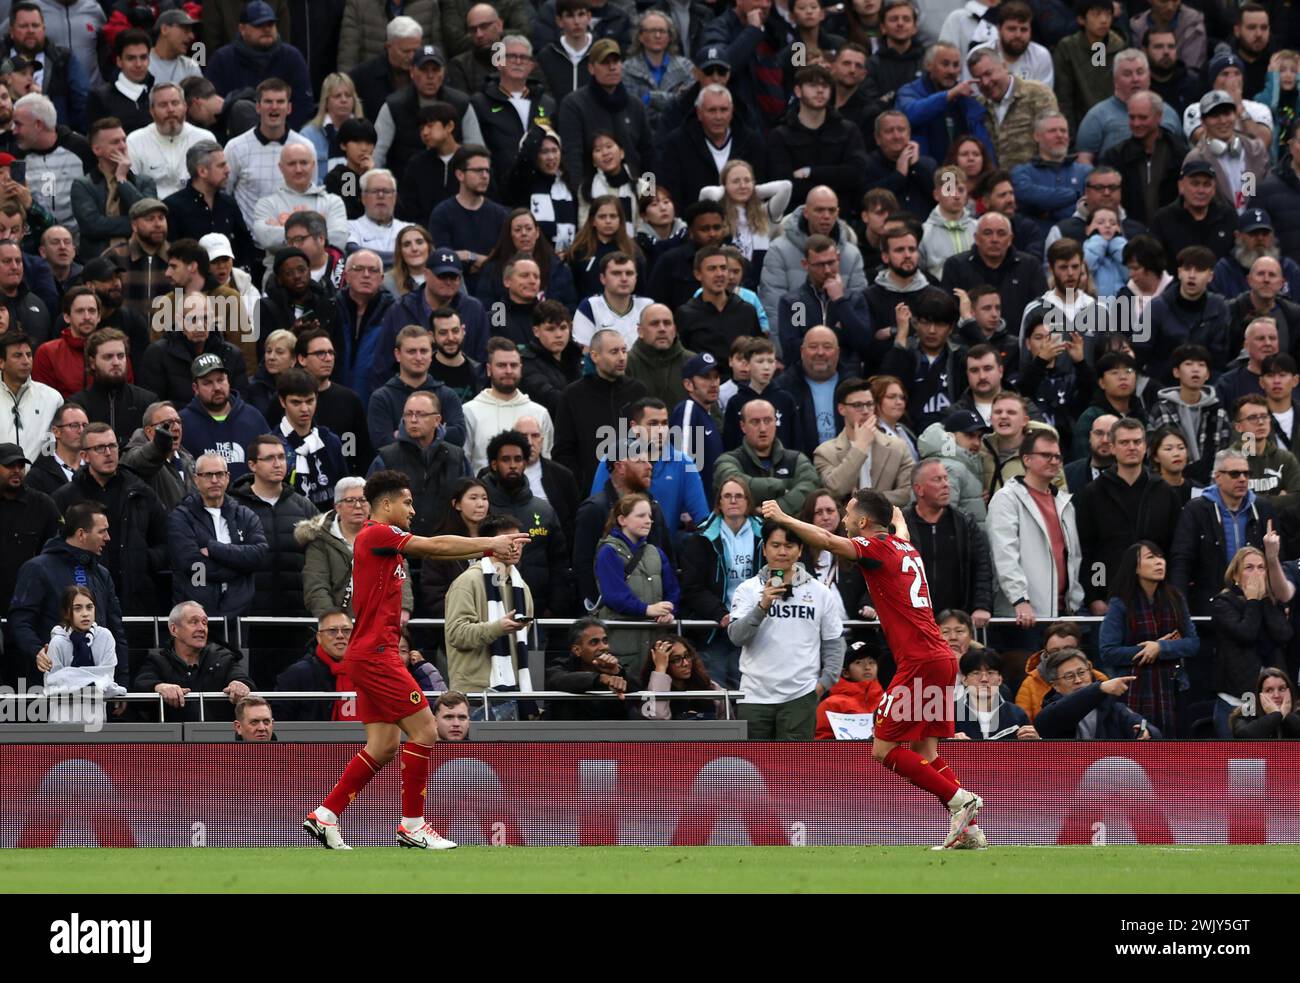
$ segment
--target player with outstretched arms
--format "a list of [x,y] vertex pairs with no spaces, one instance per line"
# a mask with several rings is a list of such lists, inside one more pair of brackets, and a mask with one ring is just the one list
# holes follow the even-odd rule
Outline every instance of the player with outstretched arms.
[[939,738],[952,737],[955,731],[957,659],[935,624],[925,567],[908,542],[902,512],[880,492],[856,492],[844,515],[852,539],[792,519],[775,501],[764,502],[759,512],[793,530],[811,548],[857,561],[898,665],[885,701],[876,710],[871,754],[948,807],[948,836],[934,849],[986,847],[984,833],[974,822],[984,801],[962,788],[939,757]]
[[[402,753],[402,821],[400,846],[449,850],[425,822],[424,798],[429,759],[438,727],[429,701],[402,664],[397,646],[401,628],[403,556],[412,559],[468,560],[491,553],[517,563],[526,533],[493,537],[412,536],[415,508],[410,482],[397,471],[377,471],[366,482],[370,520],[352,543],[352,607],[356,622],[343,656],[343,668],[357,693],[357,716],[366,725],[366,746],[343,770],[333,791],[307,816],[303,829],[331,850],[350,850],[339,834],[339,815],[366,783],[393,760],[406,734]],[[507,617],[513,617],[510,612]]]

○ ○ ○ ○ ○

## What is being asked
Copy each line holding "list" from the material above.

## Answer space
--format "a list of [x,y] vertex pairs with no spaces, one instance per line"
# a mask with several rings is a list of such lists, inside one more pair of brackets, and a mask with one ring is just the one list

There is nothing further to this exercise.